Document>
§

Louer un local, louer un véhicule pour effectuer des courses ou encore louer des chaises ou de la vaisselle pour une cérémonie, ça, ce sont des choses courantes, devenues presqu’ordinaires. D’ailleurs, les activités en lien avec ces types de services courent les rues en Côte d’Ivoire, notamment à Abidjan. Si jusque-là, de nombreux Ivoiriens et Ivoiriennes trouvaient inconcevable, voire incongru, de faire louer des vêtements et des chaussures, eh bien, il faut désormais et très rapidement, se mettre à jour. Car les choses ont vraisemblablement beaucoup évolué à ce niveau. La location de pantalons, jeans, t-shirts, chemises, blazers, camisoles, jupes…, mais aussi de chaussures, c’est désormais possible.  Des jeunes gens en ont fait leur gagne-pain quotidien. Ils vivent de cette activité assez particulière, depuis maintenant quelques années. Ce business, jusque-là inhabituel, né de l’ingénieuse idée d’un jeune Ivoirien, est petit à petit en train de prendre de l’ampleur.

§

Données fournies>
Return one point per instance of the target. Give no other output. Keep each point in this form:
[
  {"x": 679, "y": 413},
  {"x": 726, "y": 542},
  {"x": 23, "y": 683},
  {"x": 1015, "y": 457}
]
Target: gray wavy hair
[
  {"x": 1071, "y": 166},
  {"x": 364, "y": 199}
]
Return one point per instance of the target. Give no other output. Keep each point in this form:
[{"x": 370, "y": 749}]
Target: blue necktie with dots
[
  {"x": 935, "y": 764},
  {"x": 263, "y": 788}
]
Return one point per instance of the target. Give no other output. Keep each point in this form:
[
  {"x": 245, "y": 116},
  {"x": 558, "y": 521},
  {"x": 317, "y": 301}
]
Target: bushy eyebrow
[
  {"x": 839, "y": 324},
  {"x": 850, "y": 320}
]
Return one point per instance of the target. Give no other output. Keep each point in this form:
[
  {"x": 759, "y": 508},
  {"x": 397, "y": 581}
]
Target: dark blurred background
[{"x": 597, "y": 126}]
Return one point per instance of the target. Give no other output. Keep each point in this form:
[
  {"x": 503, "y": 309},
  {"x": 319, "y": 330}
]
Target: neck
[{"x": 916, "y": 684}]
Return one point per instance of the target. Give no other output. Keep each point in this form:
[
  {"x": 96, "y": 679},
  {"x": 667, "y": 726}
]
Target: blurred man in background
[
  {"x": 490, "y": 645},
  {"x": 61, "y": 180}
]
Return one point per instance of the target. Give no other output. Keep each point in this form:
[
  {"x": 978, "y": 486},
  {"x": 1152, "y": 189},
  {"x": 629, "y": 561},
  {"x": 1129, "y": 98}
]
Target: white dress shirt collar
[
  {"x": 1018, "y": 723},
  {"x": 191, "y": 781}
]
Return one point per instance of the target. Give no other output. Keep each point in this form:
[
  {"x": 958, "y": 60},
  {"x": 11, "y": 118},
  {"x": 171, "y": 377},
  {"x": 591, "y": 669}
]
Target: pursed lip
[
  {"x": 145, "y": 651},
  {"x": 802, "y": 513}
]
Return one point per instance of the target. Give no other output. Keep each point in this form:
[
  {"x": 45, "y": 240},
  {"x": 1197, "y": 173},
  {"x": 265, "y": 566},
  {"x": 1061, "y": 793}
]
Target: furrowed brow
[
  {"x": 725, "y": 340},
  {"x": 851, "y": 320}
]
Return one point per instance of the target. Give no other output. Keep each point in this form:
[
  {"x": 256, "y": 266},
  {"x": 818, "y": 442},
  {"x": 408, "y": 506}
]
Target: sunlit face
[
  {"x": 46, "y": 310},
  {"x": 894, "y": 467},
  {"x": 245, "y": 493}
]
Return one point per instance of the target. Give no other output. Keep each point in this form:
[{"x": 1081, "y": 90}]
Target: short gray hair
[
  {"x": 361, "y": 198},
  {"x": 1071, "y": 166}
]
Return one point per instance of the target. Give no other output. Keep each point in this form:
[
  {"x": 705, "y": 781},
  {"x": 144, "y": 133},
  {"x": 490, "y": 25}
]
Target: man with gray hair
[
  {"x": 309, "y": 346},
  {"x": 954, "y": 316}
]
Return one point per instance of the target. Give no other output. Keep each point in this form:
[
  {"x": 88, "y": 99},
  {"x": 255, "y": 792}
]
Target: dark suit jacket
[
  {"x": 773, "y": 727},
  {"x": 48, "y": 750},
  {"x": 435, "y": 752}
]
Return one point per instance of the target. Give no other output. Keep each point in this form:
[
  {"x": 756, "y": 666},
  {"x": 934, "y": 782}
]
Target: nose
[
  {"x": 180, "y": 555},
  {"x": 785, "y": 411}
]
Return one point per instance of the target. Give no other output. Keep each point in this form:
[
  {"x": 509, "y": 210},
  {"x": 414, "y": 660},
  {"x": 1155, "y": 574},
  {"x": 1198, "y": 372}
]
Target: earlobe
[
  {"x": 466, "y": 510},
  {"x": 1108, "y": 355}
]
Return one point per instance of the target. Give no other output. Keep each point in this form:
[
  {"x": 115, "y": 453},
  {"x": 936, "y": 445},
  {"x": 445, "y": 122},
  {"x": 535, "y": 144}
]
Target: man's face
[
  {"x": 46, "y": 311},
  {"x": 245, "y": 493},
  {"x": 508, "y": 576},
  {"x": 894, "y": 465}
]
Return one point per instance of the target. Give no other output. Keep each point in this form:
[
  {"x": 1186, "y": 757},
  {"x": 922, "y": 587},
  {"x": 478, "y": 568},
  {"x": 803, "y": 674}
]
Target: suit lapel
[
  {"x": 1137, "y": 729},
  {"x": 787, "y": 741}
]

§

Objectif> Les affirmations suivantes concordent-elles avec le document ? Répondez à chacune par oui ou par non, en citant les mots du document qui tranchent. (a) Il est désormais possible de louer des chaussures. (b) Ce commerce est né de l’idée d’une jeune Ivoirienne. (c) Les jeunes qui pratiquent cette activité en vivent depuis quelques mois.

Corrigé>
(a) Oui : « mais aussi de chaussures, c’est désormais possible ».
(b) Non : « né de l’ingénieuse idée d’un jeune Ivoirien ».
(c) Non : « depuis maintenant quelques années ».